◆ **INSTRUCTIONS TO FOLLOW**
Set down all of the entries word for word, omitting the images they contain.

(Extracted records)
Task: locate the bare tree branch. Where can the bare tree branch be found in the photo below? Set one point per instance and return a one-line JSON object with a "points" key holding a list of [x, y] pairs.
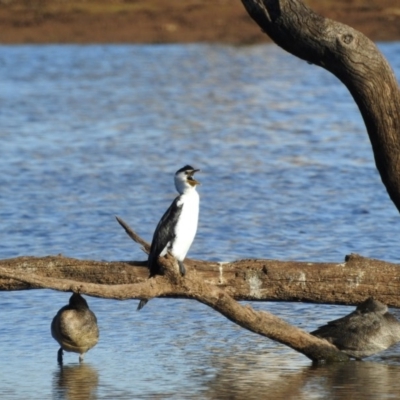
{"points": [[352, 58]]}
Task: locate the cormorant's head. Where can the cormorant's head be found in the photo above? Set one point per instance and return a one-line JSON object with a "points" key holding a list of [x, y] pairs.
{"points": [[184, 179], [76, 301]]}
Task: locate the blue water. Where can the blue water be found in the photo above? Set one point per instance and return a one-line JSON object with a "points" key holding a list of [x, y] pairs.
{"points": [[90, 132]]}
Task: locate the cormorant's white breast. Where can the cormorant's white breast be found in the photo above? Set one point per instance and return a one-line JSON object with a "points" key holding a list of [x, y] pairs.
{"points": [[177, 228]]}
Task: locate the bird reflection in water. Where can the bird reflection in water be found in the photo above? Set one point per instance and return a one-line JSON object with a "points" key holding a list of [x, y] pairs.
{"points": [[75, 382]]}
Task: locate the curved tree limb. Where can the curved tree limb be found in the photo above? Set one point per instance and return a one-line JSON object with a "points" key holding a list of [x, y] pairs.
{"points": [[352, 58]]}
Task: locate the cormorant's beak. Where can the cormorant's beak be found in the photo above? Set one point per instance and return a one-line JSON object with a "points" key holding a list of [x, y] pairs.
{"points": [[191, 180]]}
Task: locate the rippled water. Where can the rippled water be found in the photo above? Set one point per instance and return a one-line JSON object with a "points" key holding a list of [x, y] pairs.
{"points": [[90, 132]]}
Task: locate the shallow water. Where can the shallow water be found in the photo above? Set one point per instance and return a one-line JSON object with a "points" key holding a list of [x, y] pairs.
{"points": [[90, 132]]}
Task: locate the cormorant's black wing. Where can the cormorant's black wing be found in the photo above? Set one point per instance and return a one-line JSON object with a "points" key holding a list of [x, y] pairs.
{"points": [[164, 233]]}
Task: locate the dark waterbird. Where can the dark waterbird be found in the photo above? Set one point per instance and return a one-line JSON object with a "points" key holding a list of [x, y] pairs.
{"points": [[364, 332], [75, 328]]}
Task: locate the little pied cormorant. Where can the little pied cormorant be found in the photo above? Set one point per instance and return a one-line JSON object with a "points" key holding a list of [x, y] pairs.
{"points": [[177, 228]]}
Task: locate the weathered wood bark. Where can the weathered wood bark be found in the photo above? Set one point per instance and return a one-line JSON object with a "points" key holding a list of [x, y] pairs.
{"points": [[355, 60], [350, 282], [171, 284], [218, 286]]}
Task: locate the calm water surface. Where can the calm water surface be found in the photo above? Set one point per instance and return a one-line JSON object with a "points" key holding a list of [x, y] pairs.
{"points": [[90, 132]]}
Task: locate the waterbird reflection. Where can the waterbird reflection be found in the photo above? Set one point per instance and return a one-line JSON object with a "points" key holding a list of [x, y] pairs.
{"points": [[366, 331], [275, 376], [75, 382]]}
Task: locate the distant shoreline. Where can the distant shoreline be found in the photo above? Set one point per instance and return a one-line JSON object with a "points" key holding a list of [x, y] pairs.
{"points": [[171, 21]]}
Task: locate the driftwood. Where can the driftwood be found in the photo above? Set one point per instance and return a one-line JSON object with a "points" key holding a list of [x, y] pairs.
{"points": [[356, 61]]}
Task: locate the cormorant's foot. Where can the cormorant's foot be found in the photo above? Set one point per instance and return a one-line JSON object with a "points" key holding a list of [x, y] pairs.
{"points": [[59, 356], [182, 269]]}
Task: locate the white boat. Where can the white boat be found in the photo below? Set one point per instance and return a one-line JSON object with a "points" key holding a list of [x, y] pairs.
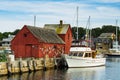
{"points": [[115, 51], [83, 57]]}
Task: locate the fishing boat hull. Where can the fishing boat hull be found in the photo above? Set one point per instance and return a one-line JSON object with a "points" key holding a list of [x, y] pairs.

◆ **SOLUTION FOR THIS EXERCISE**
Task: locate the bare tree branch. Where can the bare tree branch be found in the photo below? Set one point per instance and return a one-line JSON object with a "points" key holding a list of [x, y] pairs.
{"points": [[352, 58]]}
Task: locate the cormorant's head. Where can the cormorant's head be found in the photo above? Set one point per instance and return a one-line JSON object with a "points" key holding a list of [x, y] pairs.
{"points": [[184, 179], [76, 301]]}
Task: locate the blue water. Where can the blue water be found in the photo above? Set one point per instance and return a one-line JSON object with a "points" key holding a list of [x, y] pairs.
{"points": [[90, 132]]}
Task: locate the cormorant's white breast. Where can the cormorant's white breast be found in the photo above? Set one point per instance and return a one-line JSON object with a "points" key holding a list of [x, y] pairs.
{"points": [[177, 228]]}
Task: locate the bird reflection in water. Where can the bird reflection in water be found in the photo above? Set one point per instance and return a one-line JSON object with a "points" key holding a list of [x, y] pairs.
{"points": [[75, 382]]}
Task: locate the curved tree limb. Where can the curved tree limb be found in the photo above? Set one point per instance and return a one-line JSON object with a "points" key holding a list of [x, y] pairs.
{"points": [[352, 58]]}
Task: locate the cormorant's beak. Where can the cormorant's beak be found in the photo above? Set one point per instance and return a one-line JSON object with a "points" key holding a list of [x, y] pairs.
{"points": [[191, 180]]}
Task: locate the rippled water. Where can the rippled water be found in the photo above? Set one point per instance and return a one-line JSON object with a "points" key holding a list of [x, y] pairs.
{"points": [[90, 132]]}
Task: locate the shallow water. Where can the shallow water be found in the photo above? Set one point per instance and return a one-line JSON object with a "points" key holding a list of [x, y] pairs.
{"points": [[90, 132]]}
Task: locate the cormorant's black wing. Where can the cormorant's black wing be found in the photo above? Set one point per instance and return a one-line JSON object with a "points" key holding a list of [x, y] pairs.
{"points": [[164, 233]]}
Task: locate the dark waterbird. Where can the dark waterbird be found in the photo above? Set one point per instance and return a one-line JSON object with a "points" key holding a list of [x, y] pairs.
{"points": [[364, 332], [75, 328]]}
Task: locate the little pied cormorant. Where can the little pied cormorant be found in the photo above? Set one point per instance and return a one-line JSON object with a "points" key holding a list of [x, y] pairs.
{"points": [[177, 228]]}
Task: locate the weathered wood bark. Where can the weathered wood bark be found in the photo above? Set one point per instance and return a one-line JSON object with a "points" key holding a list of [x, y] pairs.
{"points": [[355, 60], [350, 282], [171, 284], [218, 286]]}
Task: locate the calm water surface. Where can the calm water surface be found in the photo above? Set one point per instance and return a one-line JSON object with a "points" key holding a list of [x, y] pairs.
{"points": [[90, 132]]}
Task: locate the waterbird reflection. Where can the waterbird reflection be found in the photo above? Set one point per instance and return a one-line JSON object with a "points" key holding a list of [x, y] pairs.
{"points": [[366, 331], [275, 376], [75, 382]]}
Task: locate the distant shoreline. Where can the distant shoreline be found in the photo above? Set one point per instance and return a one-line JSON object with a "points" key holding a list of [x, y] pairs.
{"points": [[171, 21]]}
Task: locate the driftwood. Where can the driftwood be found in the photo above? Set one point per instance and return a one-line JSON object with a "points" key holding a list of [x, y] pairs.
{"points": [[356, 61]]}
Task: locate the cormorant's foot. Where can the cormorant's foot be found in the photo above? Set one point per instance and return a one-line JSON object with a "points" key holding a list of [x, y] pairs.
{"points": [[59, 356], [182, 269]]}
Task: locate the white boat. Where can the white boat be found in the photo below? Set one point per instance and return a one-line JSON object with a "points" key holding a list of [x, y] pairs.
{"points": [[115, 51], [83, 57]]}
Task: locate the fishing boat hull. Where can the fishing boat hull be found in the photo above? Set one point per instance and return a one-line JSON object with a "points" key holding a list of [x, y] pairs.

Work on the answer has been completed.